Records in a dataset
* START *

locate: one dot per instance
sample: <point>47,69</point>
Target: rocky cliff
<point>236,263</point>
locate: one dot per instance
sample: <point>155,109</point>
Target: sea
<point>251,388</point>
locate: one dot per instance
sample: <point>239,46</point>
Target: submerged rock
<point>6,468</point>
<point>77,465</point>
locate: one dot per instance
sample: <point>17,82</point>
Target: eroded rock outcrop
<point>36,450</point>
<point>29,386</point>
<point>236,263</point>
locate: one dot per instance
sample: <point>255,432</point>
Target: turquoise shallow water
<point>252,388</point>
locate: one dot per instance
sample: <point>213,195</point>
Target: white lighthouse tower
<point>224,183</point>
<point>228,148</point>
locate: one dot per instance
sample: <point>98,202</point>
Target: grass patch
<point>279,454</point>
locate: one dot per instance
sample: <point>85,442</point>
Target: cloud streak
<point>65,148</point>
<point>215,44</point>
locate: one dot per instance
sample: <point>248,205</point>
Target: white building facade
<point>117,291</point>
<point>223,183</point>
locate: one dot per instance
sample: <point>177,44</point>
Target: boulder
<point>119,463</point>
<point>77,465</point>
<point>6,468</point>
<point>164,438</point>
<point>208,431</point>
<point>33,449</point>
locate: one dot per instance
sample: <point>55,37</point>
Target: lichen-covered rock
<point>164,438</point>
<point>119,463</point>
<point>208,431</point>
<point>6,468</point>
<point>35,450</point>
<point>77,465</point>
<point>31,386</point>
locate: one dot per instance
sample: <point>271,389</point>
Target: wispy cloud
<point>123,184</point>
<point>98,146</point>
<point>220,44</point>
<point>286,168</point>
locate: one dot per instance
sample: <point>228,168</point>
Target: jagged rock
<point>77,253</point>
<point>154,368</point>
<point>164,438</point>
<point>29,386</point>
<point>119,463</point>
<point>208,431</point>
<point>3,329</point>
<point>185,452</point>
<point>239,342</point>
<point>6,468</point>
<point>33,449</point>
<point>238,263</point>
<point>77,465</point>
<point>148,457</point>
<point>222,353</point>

* END *

Rewrite the data above with every "Target" swapped for "Object", keeping everything else unchanged.

## SOLUTION TO THE PROBLEM
locate: one dot per instance
sample: <point>47,69</point>
Object: rocky cliff
<point>236,263</point>
locate: one dot per instance
sample: <point>155,109</point>
Object: sea
<point>251,388</point>
locate: one dot per instance
sample: <point>239,46</point>
Object: submerged rock
<point>6,468</point>
<point>77,465</point>
locate: one dot per instance
sample: <point>17,82</point>
Object: eroded rock outcrop
<point>36,450</point>
<point>29,386</point>
<point>236,263</point>
locate: one dot per instance
sample: <point>255,432</point>
Object: turquoise shallow water
<point>252,388</point>
locate: one dot per instance
sample: <point>213,195</point>
Object: white lighthouse tower
<point>224,183</point>
<point>228,148</point>
locate: one dot per instance
sample: <point>98,202</point>
Object: grass patch
<point>279,454</point>
locate: one dot per instance
sample: <point>85,442</point>
Object: cloud streak
<point>65,148</point>
<point>215,44</point>
locate: one dot per instance
sample: <point>248,205</point>
Object: white building facade
<point>117,291</point>
<point>223,183</point>
locate: one dot per instance
sample: <point>177,44</point>
Object: boulder
<point>119,463</point>
<point>77,465</point>
<point>6,468</point>
<point>164,438</point>
<point>208,431</point>
<point>33,449</point>
locate: one dot per instance
sample: <point>55,37</point>
Object: lichen-covered rock
<point>164,438</point>
<point>119,463</point>
<point>208,431</point>
<point>6,468</point>
<point>35,450</point>
<point>77,465</point>
<point>31,386</point>
locate: one dot per instance
sample: <point>271,389</point>
Object: wispy cloud
<point>123,184</point>
<point>98,146</point>
<point>220,44</point>
<point>286,168</point>
locate: one dot per instance
sample: <point>228,168</point>
Object: jagged rock
<point>77,253</point>
<point>154,368</point>
<point>164,438</point>
<point>29,386</point>
<point>119,463</point>
<point>208,431</point>
<point>3,329</point>
<point>185,452</point>
<point>239,342</point>
<point>6,468</point>
<point>33,449</point>
<point>238,263</point>
<point>77,465</point>
<point>148,457</point>
<point>222,353</point>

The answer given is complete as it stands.